▶ PROBLEM DESCRIPTION
Render every line of the records below as a JSON list of strings, with one string for each line and no entries for blank lines.

▶ SUPPLIED DATA

----

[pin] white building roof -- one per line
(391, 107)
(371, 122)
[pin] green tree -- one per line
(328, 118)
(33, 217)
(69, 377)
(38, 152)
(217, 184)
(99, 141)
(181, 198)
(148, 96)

----

▶ FULL OUTPUT
[
  "[pin] white building roof -- one per line",
  "(391, 107)",
  "(371, 122)",
  "[pin] green tree -- one per line",
  "(328, 118)",
  "(33, 217)",
  "(69, 377)",
  "(38, 152)",
  "(217, 184)",
  "(99, 141)",
  "(181, 198)",
  "(148, 96)"
]